STATEMENT OF MR. LEONARD S. SPECTOR, DEPUTY DIRECTOR, JAMES
MARTIN CENTER FOR NONPROLIFERATION STUDIES, MONTEREY INSTITUTE
OF INTERNATIONAL STUDIES
Mr. Spector. Thank you, Mr. Chairman, and Ranking Minority
Member Sherman. It is a pleasure to be here and to speak on
these issues.
As I said in my written remarks, I think we need to look at
different classes of weapons and try to have a differentiated
policy, because there is a good deal of variation. We have to
worry about light arms, heavy arms, weapons of particular
interest to terrorists, ballistic missiles, and then chemical
weapons. And I will just say a few words on a number of these.
I think the biological weapons situation seems to be very
opaque. No one seems to know if they exist, so I will put those
aside for the moment, but obviously they would be of great
concern. And nuclear weapons and fissile material are not known
to be present in Syria, but certain sites, however, are
suspected of potentially contributing to this and they are
still to be fully understood.
Our goals, I think, in my testimony, very much are similar
to what we have heard about the importance of maintaining
positive control, avoiding use and avoiding leakage out of the
country. But I think one measure that should be implemented
immediately, and I believe it was noted in the chairman's
remarks as he introduced us, was a need to let the guardians,
the custodians of these weapons, know that if they stand by the
weapons, protect them or hold them close that that will be
taken as good behavior. It will be recognized in some fashion,
and that these forces do not need to worry about the fact that
they were associated with these weapons, being held against
them, provided of course there is no use and there is sort of
holding in place. And in a sense, I think that is one model for
trying to keep our hands around this, which is to use the
experts that they have that may be prepared in this time of
turmoil to sort of sit tight if they know they will be safe.

◆ EXERCISE DATA:
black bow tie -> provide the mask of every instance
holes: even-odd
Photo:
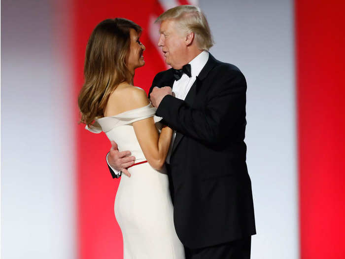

◆ WHAT THE EXERCISE ASKS: Write a continuation of the testimony on securing Syria's weapons, starting after its last sentence. None of the lines are needed for this work.

◆ WRITTEN ANSWER:
One concern I have had is that as the lines in the country
shift, a certain of these chemical sites will fall behind the
front lines, so to speak, and will be under the nominal control
at least of the Free Syrian Army. I think in settings like this
we have to worry about how the guardians will behave. Will they
run off because they want to escape the Free Syrian Army? And
again, it is very important to give them an understanding that
they do not have that to fear.
Another point that I tried to make in the testimony was the
importance of using the moment of recognition as a tool for
trying to persuade the new Syrian Government to relinquish
these weapons. This has happened in the past in Argentina,
Brazil, South Africa, Belarus, Kazakhstan and Ukraine, with
some variation, where this leverage that the outside powers
have has been used to sort of make a precondition. If you want
these external support opportunities, you must renounce some of
these weapons that are in such bad odor, so to speak,
internationally. Qadhafi did this both for chemical and for
nuclear weapons.
So I think we have some good examples of how this tool can
be used. And therefore, I think the Syrian Government that
replaces Assad must be pressed to take very similar conditions.
It is going to be harder for them because these weapons have
been part of some anti-Israel bulwark that Syria has portrayed
itself as representing, but I think we have ways of trying to
get our hands around this, in particular during the period of
turmoil. Finding a way to get international monitors, perhaps,
at some sites where the Free Syrian Army has some control, and
starting a process in which there is sort of an international
coloration placed on the chemical weapons so that the default
is that the weapons are given up and the country signs the
Chemical Weapons Convention.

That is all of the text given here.